Swap "wooden lower cabinet" for "wood base cabinet" in the stretch that starts with the line containing "Localize wooden lower" and ends with the line containing "[248, 381, 306, 450]". Write out only those lines, keeping everything else the same.

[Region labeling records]
= = = =
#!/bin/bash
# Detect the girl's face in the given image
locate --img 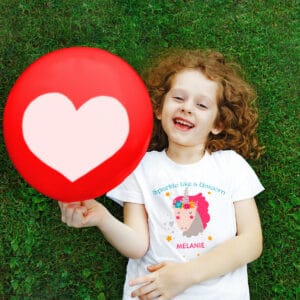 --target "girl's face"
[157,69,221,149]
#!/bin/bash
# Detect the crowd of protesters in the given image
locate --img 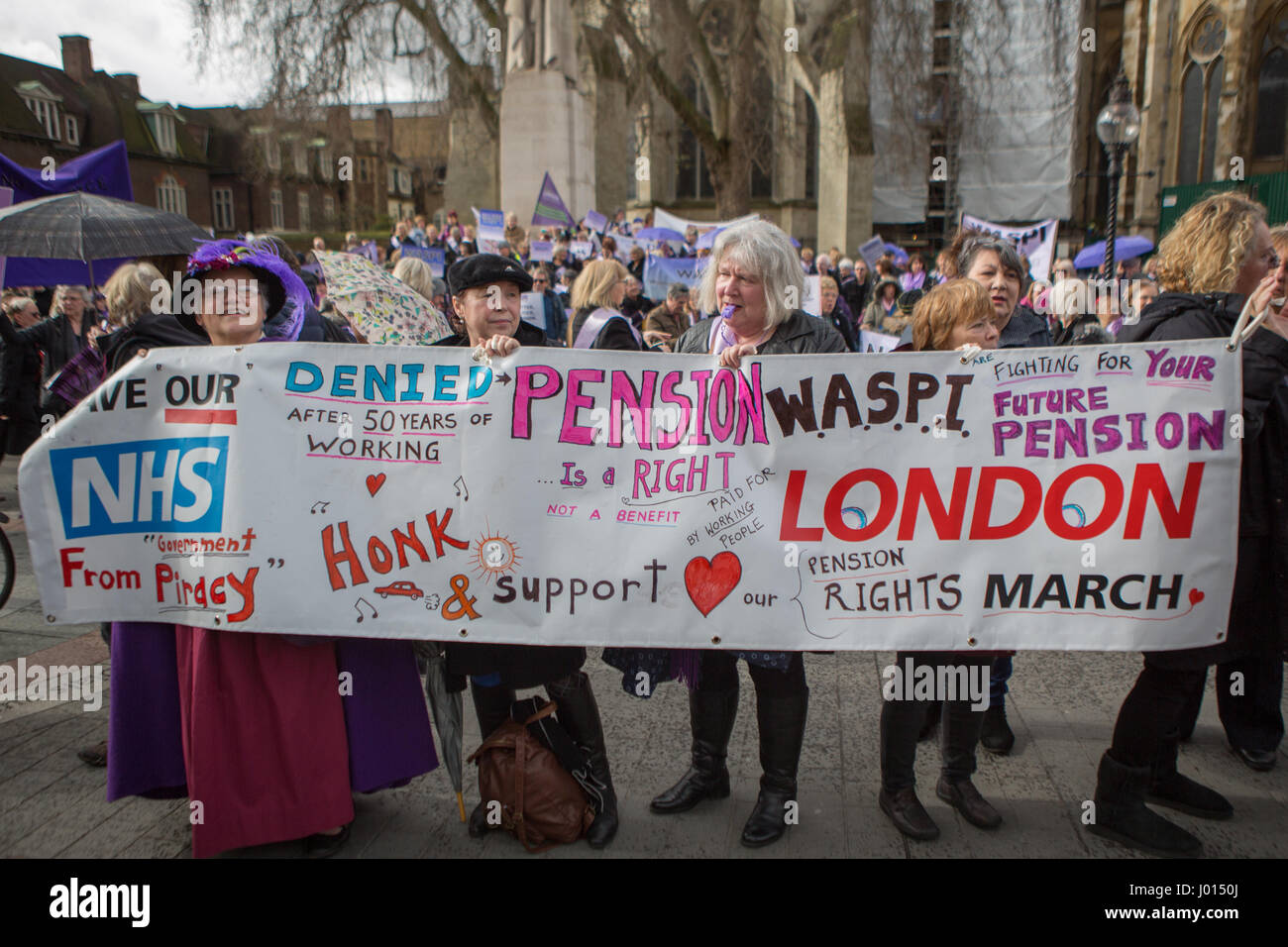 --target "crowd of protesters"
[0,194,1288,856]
= = = =
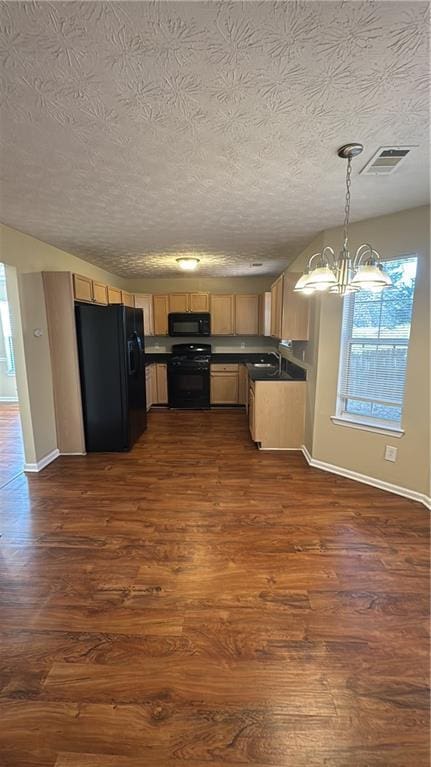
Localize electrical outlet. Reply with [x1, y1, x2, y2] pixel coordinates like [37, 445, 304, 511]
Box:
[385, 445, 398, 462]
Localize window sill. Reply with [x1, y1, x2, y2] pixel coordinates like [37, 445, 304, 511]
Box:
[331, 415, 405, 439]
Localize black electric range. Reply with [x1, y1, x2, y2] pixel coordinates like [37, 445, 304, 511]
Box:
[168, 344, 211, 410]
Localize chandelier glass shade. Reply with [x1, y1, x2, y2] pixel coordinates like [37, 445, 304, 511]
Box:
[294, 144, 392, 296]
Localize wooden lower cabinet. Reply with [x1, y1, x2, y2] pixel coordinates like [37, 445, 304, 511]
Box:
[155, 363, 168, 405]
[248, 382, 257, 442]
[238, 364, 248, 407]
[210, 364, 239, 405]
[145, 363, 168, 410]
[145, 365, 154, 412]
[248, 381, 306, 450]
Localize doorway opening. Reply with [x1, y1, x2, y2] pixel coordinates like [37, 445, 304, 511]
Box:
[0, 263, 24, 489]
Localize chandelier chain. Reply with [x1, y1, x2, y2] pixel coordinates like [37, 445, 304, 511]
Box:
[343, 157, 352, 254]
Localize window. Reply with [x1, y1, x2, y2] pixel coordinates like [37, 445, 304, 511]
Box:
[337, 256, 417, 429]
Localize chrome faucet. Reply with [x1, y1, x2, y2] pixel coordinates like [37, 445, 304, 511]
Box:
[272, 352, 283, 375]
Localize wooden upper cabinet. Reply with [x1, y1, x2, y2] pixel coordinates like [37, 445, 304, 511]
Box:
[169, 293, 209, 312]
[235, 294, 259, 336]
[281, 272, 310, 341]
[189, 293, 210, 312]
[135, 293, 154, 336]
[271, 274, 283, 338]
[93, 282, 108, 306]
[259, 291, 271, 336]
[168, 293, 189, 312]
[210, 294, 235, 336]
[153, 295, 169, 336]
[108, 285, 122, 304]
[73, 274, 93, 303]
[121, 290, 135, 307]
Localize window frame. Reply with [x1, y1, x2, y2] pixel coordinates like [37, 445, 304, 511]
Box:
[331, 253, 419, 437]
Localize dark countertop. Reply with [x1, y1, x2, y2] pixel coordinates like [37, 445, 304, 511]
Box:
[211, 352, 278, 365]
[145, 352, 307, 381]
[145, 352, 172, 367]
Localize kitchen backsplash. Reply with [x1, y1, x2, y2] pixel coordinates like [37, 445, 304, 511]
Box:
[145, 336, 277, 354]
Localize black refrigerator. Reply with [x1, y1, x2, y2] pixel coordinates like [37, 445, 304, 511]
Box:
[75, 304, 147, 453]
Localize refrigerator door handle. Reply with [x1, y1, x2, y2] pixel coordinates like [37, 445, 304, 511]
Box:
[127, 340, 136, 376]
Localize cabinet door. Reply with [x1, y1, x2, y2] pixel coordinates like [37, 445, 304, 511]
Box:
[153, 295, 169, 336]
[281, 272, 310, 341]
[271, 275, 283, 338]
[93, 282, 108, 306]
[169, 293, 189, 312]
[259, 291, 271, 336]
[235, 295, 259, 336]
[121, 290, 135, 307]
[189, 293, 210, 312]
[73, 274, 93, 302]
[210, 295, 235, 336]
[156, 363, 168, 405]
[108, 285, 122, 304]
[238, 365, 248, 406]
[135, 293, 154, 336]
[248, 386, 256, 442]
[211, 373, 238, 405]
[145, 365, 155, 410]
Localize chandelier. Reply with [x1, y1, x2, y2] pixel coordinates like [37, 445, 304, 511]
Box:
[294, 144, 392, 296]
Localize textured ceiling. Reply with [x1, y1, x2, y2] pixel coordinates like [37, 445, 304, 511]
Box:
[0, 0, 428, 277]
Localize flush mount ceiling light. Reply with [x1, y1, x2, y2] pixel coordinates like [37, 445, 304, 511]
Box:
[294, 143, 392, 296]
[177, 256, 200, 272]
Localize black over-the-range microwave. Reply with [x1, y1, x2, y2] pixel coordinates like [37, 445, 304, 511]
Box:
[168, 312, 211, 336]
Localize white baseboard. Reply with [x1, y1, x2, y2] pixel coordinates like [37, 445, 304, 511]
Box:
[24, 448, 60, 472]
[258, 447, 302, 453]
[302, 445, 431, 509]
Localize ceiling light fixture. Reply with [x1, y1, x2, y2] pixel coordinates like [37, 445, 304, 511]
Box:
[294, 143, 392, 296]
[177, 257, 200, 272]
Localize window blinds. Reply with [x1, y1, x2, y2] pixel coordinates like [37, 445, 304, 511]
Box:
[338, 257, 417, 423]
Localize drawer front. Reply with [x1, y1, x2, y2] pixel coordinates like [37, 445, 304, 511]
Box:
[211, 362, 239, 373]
= = = =
§ EXERCISE SOLUTION
Localize wood base cabinet. Reply with [x1, y1, x2, y2] pixel coordinates like [37, 445, 304, 511]
Box:
[155, 363, 168, 405]
[248, 382, 257, 442]
[238, 364, 248, 407]
[210, 364, 239, 405]
[145, 363, 168, 410]
[145, 365, 154, 412]
[248, 381, 306, 450]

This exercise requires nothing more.